EXTRACT PROVIDED
^^^^

The Peninsula is full of unusual pop-ups run by passionate cooks, bakers and restaurant owners.
There’s something alluring about pop-ups — both their ephemerality and the sense of community you feel eating with like-minded people who, like you, are willing to seek out birria tacos made out of a home garage on a Tuesday afternoon or to support a software engineer pursuing his true passion for making Asian-inspired croissants.
Pop-ups often lay the foundation for permanent locations for food businesses, and it’s exciting to follow up-and-comers as they transition to bigger things (such as Daly City ramen favorite Noodle in a Haystack, whose owners recently announced they found a semi-permanent home for the pop-up).
In no particular order, below are 11 pop-ups of note happening throughout the Peninsula.
You have to put effort in to get to CaterMeSilva, and that’s part of the fun. Follow the pop-up on Instagram, where chef Chris Silva posts his daily menu. You must text Silva your name, order and preferred pick-up time in advance (sometimes more than once — he’s a busy guy; don’t even try direct messaging him on Instagram) and quickly, because he often sells out. In return, you’ll get an address on the border of Daly City and South San Francisco.

^^^^

RECORDS SHOWN
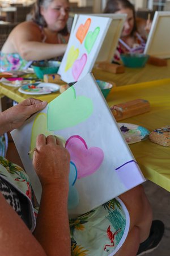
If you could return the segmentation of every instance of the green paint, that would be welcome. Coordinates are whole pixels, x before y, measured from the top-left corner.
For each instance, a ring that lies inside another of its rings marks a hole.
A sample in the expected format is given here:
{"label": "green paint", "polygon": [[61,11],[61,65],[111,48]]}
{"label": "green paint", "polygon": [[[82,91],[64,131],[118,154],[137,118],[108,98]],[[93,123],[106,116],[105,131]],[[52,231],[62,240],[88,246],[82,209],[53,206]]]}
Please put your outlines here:
{"label": "green paint", "polygon": [[[32,127],[30,150],[32,150],[36,147],[36,138],[39,134],[44,134],[46,137],[49,135],[54,135],[54,132],[49,131],[47,129],[46,114],[45,113],[40,113],[37,114],[35,118]],[[65,143],[65,140],[63,137],[57,135],[63,143]],[[33,153],[30,155],[31,158],[32,158]]]}
{"label": "green paint", "polygon": [[56,131],[73,127],[84,121],[93,112],[93,103],[85,96],[76,97],[72,86],[49,104],[47,126]]}
{"label": "green paint", "polygon": [[90,31],[87,35],[84,42],[84,47],[88,53],[90,53],[95,42],[97,35],[100,32],[100,27],[96,27],[94,32]]}

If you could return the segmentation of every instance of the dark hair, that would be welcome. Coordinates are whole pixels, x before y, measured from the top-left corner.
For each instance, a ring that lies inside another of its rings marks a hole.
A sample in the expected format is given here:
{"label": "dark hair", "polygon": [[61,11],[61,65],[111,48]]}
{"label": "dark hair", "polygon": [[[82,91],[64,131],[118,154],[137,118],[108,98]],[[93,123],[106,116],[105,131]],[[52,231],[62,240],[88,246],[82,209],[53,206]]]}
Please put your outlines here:
{"label": "dark hair", "polygon": [[135,11],[134,5],[128,0],[109,0],[104,11],[104,13],[114,13],[122,9],[130,9],[133,11],[134,18],[134,26],[131,31],[131,36],[137,31],[137,23],[135,20]]}
{"label": "dark hair", "polygon": [[[36,0],[31,11],[32,20],[41,27],[46,27],[47,26],[46,23],[43,16],[41,14],[41,6],[47,7],[54,0]],[[67,35],[69,31],[67,24],[62,30],[58,32],[63,36]]]}

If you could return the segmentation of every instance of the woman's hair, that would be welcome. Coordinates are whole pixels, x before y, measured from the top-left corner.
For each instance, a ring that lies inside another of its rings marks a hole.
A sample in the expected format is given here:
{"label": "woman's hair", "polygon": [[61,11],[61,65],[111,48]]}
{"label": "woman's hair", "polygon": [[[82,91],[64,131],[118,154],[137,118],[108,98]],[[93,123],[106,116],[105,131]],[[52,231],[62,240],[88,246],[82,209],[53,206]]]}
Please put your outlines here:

^^^^

WHAT YOU NEED TO DO
[1] Rewrite the portion of the article on Peninsula pop-ups starting at "There’s something alluring" and ending at "throughout the Peninsula.", with "Tuesday" swapped for "Thursday".
[2] According to the article on Peninsula pop-ups, where does chef Chris Silva post his daily menu?
[3] Write what comes next in the article on Peninsula pop-ups, picking up after its final sentence.
The listing is separate material that has no connection to the article on Peninsula pop-ups.

EXPECTED ANSWERS
[1]
There’s something alluring about pop-ups — both their ephemerality and the sense of community you feel eating with like-minded people who, like you, are willing to seek out birria tacos made out of a home garage on a Thursday afternoon or to support a software engineer pursuing his true passion for making Asian-inspired croissants.
Pop-ups often lay the foundation for permanent locations for food businesses, and it’s exciting to follow up-and-comers as they transition to bigger things (such as Daly City ramen favorite Noodle in a Haystack, whose owners recently announced they found a semi-permanent home for the pop-up).
In no particular order, below are 11 pop-ups of note happening throughout the Peninsula.

[2] On Instagram.

[3]
At said address, on a quiet residential street, you’ll find Silva churning out some of the Bay Area’s best birria tacos over a plancha out of a home garage. Silva, who worked for 15 years as a cook in San Francisco, started the pop-up in 2019.
Birria, or quesabirria, tacos — tortillas layered with shredded cheese, stuffed with beef and then folded over and grilled on a flat top until the cheese oozes out to give the taco lacy edges— are taking over taco truck and taqueria menus throughout the Bay Area. Their namesake, birria, is a spice-forward Mexican beef stew. Silva’s are stuffed with tender shredded beef and a layer of cheese, cooked in sizzling oil on the plancha to supreme crispiness. Add a squeeze of lime and dip the tacos in the rich consommé (the broth from the stew) served on the side for pure bliss. The consommé, tinged with star anise, is good enough to sip on its own.
While the tacos are the main attraction, other menu items have included shrimp po’ boys, a gochujang chicken and rice plate, carnitas fries and double-fried buffalo wings.
Bring cash, or Silva accepts payment through VenMo. His hours are typically Tuesday-Sunday, 11 a.m. to 3 p.m.
Amandine Project chef series
Jean-Luc Kayigire, owner of Los Altos cocktail bar Amandine Project, started last fall a pop-up dinner series featuring international chefs. The first event was a six-course meal cooked by Rodolfo Castellanos, the well-known chef-owner of Origen Oaxaca in Oaxaca, Mexico, which he opened after cooking in San Francisco restaurants, including the acclaimed and now-closed Jardinière. This past weekend, chef Raisaku Sawai flew in from Maibashi, Japan, to make his Japanese-influenced Italian food using produce from Luna Vez Farms in Los Altos and pasta from Los Altos Italian restaurant Tre Monti.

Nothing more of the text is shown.